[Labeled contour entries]
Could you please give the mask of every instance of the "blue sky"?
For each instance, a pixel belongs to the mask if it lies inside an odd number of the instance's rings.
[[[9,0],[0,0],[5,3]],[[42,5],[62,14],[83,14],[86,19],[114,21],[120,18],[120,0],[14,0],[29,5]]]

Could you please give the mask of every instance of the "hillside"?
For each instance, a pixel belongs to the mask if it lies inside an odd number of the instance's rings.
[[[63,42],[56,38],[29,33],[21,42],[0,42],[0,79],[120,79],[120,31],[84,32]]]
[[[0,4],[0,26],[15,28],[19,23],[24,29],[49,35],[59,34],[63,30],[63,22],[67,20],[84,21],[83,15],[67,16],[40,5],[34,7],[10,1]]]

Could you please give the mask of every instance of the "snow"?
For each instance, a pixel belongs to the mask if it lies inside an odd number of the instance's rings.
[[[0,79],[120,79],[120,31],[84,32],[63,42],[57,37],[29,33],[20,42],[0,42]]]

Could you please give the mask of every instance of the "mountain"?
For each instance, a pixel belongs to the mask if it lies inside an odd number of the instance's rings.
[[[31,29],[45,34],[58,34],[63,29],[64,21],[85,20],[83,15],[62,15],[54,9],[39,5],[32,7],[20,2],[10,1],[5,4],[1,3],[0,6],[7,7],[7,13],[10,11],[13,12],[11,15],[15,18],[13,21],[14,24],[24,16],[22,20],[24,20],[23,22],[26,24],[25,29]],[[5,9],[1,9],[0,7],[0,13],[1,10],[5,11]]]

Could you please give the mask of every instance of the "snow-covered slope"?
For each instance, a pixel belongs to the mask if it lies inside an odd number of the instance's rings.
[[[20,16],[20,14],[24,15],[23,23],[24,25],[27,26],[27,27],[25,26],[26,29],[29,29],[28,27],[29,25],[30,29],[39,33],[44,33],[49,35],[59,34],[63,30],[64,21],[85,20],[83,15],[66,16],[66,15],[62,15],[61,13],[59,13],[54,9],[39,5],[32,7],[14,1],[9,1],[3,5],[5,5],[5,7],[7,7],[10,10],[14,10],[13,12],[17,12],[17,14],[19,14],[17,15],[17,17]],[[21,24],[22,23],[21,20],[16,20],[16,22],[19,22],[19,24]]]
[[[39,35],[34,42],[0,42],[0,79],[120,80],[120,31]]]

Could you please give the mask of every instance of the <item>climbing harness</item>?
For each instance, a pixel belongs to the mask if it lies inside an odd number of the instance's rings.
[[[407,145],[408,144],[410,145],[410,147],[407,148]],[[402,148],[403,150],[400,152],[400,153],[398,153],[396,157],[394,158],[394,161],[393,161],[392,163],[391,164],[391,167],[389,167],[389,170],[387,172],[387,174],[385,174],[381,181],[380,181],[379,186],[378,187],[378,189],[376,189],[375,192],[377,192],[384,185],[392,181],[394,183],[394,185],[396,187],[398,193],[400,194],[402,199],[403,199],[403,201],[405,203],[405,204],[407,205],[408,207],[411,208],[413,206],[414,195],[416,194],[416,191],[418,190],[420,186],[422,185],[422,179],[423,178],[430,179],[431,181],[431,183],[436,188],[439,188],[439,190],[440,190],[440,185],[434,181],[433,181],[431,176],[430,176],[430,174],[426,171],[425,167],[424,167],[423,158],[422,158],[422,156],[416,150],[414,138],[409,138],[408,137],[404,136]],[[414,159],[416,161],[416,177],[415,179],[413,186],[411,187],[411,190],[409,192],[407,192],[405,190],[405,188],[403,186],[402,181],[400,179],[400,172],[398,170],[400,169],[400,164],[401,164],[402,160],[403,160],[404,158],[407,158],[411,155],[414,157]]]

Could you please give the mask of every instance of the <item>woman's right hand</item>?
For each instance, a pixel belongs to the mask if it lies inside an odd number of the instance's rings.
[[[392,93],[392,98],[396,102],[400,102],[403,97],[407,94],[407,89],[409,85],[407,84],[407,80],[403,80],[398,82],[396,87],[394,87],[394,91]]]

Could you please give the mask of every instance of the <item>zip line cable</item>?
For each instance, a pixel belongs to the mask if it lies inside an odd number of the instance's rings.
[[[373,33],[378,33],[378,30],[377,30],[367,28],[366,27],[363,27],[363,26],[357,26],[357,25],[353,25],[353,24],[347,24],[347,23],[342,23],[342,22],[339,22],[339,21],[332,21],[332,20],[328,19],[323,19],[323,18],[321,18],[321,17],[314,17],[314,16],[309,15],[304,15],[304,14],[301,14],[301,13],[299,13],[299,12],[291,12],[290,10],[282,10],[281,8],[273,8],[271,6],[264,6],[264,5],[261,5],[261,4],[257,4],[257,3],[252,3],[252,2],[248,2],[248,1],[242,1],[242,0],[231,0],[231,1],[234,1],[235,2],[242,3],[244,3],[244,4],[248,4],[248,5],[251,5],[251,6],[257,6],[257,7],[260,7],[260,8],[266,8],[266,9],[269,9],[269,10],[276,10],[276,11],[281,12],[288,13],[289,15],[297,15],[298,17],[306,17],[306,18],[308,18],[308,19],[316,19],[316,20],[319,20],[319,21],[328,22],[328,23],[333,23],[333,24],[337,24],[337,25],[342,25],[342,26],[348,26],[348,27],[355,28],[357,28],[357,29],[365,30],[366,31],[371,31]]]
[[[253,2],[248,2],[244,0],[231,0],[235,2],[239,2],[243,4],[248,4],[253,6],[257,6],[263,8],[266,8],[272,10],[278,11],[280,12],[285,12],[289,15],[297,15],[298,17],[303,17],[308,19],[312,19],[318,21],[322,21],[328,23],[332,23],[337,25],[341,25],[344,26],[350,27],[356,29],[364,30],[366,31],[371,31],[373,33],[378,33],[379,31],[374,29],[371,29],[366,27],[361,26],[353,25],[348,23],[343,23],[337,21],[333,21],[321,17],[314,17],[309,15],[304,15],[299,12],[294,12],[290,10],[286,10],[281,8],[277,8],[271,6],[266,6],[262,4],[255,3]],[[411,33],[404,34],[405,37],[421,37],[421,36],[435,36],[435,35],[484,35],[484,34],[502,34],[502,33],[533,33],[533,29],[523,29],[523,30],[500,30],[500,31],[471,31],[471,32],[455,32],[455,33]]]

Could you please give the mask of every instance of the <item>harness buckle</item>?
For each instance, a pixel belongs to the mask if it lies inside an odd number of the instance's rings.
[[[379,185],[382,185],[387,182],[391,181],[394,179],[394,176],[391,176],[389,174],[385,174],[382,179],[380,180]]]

**Problem requirements**
Repeat all the entries word for word.

**Final result**
Could you please give the mask of every instance of the "blue sky"?
For each instance, a pixel belongs to the mask if it lies inside an odd number of the instance's rings.
[[[9,0],[0,0],[5,3]],[[42,5],[62,14],[83,14],[86,19],[114,21],[120,18],[120,0],[14,0],[29,5]]]

Could you please give the mask of every instance of the "hillside"?
For each instance, a pixel belongs to the mask if it lies inside an odd number of the instance's rings.
[[[63,42],[56,38],[29,33],[21,42],[0,42],[0,79],[120,79],[120,31],[84,32]]]
[[[0,4],[0,26],[15,28],[19,23],[24,29],[49,35],[59,34],[63,30],[63,22],[67,20],[84,21],[83,15],[67,16],[40,5],[34,7],[10,1]]]

Could you please give the mask of every instance of the "snow"?
For each instance, a pixel belongs to the mask if it lies inside an odd number of the instance's rings.
[[[0,79],[120,79],[120,31],[84,32],[63,42],[57,37],[29,33],[20,42],[0,42]]]

Could you please give the mask of every instance of the "mountain"?
For each instance, a pixel belongs to the mask if it lies inside an odd number of the instance's rings.
[[[31,29],[45,34],[58,34],[63,29],[64,21],[85,20],[83,15],[62,15],[54,9],[39,5],[32,7],[20,2],[10,1],[5,4],[1,3],[0,6],[7,7],[7,13],[10,11],[13,12],[11,15],[15,18],[13,21],[14,24],[24,16],[22,20],[24,20],[23,22],[26,24],[25,29]],[[5,9],[1,9],[0,7],[0,13],[1,10],[5,11]]]

Could you please give the mask of every instance of the "snow-covered slope"?
For each instance, a pixel belongs to the mask if it lies inside an odd number of the instance's rings.
[[[20,16],[20,14],[24,15],[23,23],[24,25],[27,26],[27,27],[25,26],[26,29],[29,29],[28,27],[29,25],[30,29],[39,33],[44,33],[49,35],[59,34],[63,30],[64,21],[85,20],[83,15],[66,16],[66,15],[62,15],[61,13],[59,13],[54,9],[39,5],[32,7],[14,1],[9,1],[3,5],[5,5],[5,7],[7,7],[10,10],[14,10],[13,12],[17,12],[17,14],[19,14],[17,15],[17,17]],[[21,24],[22,23],[21,20],[16,20],[16,22],[19,22],[19,24]]]
[[[39,35],[34,42],[0,42],[0,79],[120,80],[120,31]]]

Could you please give the mask of every instance of the <item>climbing harness</item>?
For each instance, a pixel belongs to the mask if it lies inside an odd number of the instance's rings.
[[[407,145],[408,144],[410,145],[410,147],[407,148]],[[402,148],[403,150],[400,152],[400,153],[398,153],[396,157],[394,158],[394,161],[393,161],[392,163],[391,164],[391,167],[389,167],[389,170],[387,172],[387,174],[385,174],[381,181],[380,181],[379,186],[378,187],[378,189],[376,189],[375,192],[377,192],[384,185],[392,181],[394,183],[394,185],[396,187],[398,193],[400,194],[402,199],[403,199],[403,201],[405,203],[405,204],[407,205],[408,207],[411,208],[413,206],[414,195],[416,194],[416,191],[418,190],[420,186],[422,185],[422,179],[423,178],[430,179],[431,181],[431,183],[436,188],[439,188],[439,190],[440,190],[440,185],[434,181],[433,181],[431,176],[430,176],[430,174],[426,171],[425,167],[424,167],[423,158],[422,158],[422,156],[416,150],[414,138],[409,138],[408,137],[404,136]],[[414,159],[416,161],[416,177],[415,179],[413,186],[411,187],[411,190],[409,192],[407,192],[405,190],[405,188],[403,186],[402,181],[400,179],[400,172],[398,170],[400,169],[400,164],[401,164],[402,160],[403,160],[404,158],[407,158],[411,155],[414,157]]]

Could you please give the mask of every instance of the <item>woman's right hand</item>?
For each instance, a pixel belongs to the mask if it lies inside an odd number of the instance's rings.
[[[392,93],[392,98],[396,102],[400,102],[403,97],[407,94],[407,89],[409,85],[407,84],[407,80],[403,80],[398,82],[396,87],[394,87],[394,91]]]

Could you please give the mask of every instance of the <item>zip line cable</item>?
For each instance, a pixel belongs to the mask if it lies inside an odd number of the instance's rings.
[[[373,33],[378,33],[378,30],[377,30],[367,28],[366,27],[363,27],[363,26],[357,26],[357,25],[353,25],[353,24],[347,24],[347,23],[342,23],[342,22],[339,22],[339,21],[332,21],[332,20],[328,19],[323,19],[323,18],[321,18],[321,17],[314,17],[314,16],[309,15],[304,15],[304,14],[301,14],[301,13],[299,13],[299,12],[291,12],[290,10],[282,10],[281,8],[273,8],[271,6],[264,6],[264,5],[261,5],[261,4],[257,4],[257,3],[252,3],[252,2],[248,2],[248,1],[242,1],[242,0],[231,0],[231,1],[234,1],[235,2],[242,3],[244,3],[244,4],[248,4],[248,5],[251,5],[251,6],[257,6],[257,7],[260,7],[260,8],[266,8],[266,9],[269,9],[269,10],[276,10],[276,11],[281,12],[288,13],[289,15],[297,15],[298,17],[306,17],[306,18],[308,18],[308,19],[316,19],[316,20],[319,20],[319,21],[328,22],[328,23],[333,23],[333,24],[337,24],[337,25],[342,25],[342,26],[348,26],[348,27],[355,28],[357,28],[357,29],[365,30],[366,31],[371,31]]]
[[[253,2],[248,2],[244,0],[231,0],[235,2],[239,2],[243,4],[248,4],[253,6],[257,6],[263,8],[266,8],[272,10],[278,11],[280,12],[285,12],[289,15],[297,15],[298,17],[303,17],[308,19],[312,19],[318,21],[322,21],[328,23],[332,23],[337,25],[341,25],[344,26],[350,27],[356,29],[364,30],[366,31],[371,31],[373,33],[378,33],[379,31],[374,29],[371,29],[366,27],[361,26],[353,25],[348,23],[343,23],[337,21],[333,21],[321,17],[314,17],[309,15],[304,15],[299,12],[294,12],[290,10],[286,10],[281,8],[277,8],[271,6],[266,6],[262,4],[255,3]],[[411,33],[404,34],[405,37],[421,37],[421,36],[435,36],[435,35],[484,35],[484,34],[502,34],[502,33],[533,33],[533,29],[523,29],[523,30],[500,30],[500,31],[471,31],[471,32],[455,32],[455,33]]]

Could you please give the mask of every instance of the <item>harness buckle</item>?
For each instance, a pixel belongs to the mask if it lies inside an odd number of the instance's rings.
[[[379,185],[382,185],[387,182],[391,181],[394,179],[394,176],[391,176],[389,174],[385,174],[382,179],[380,180]]]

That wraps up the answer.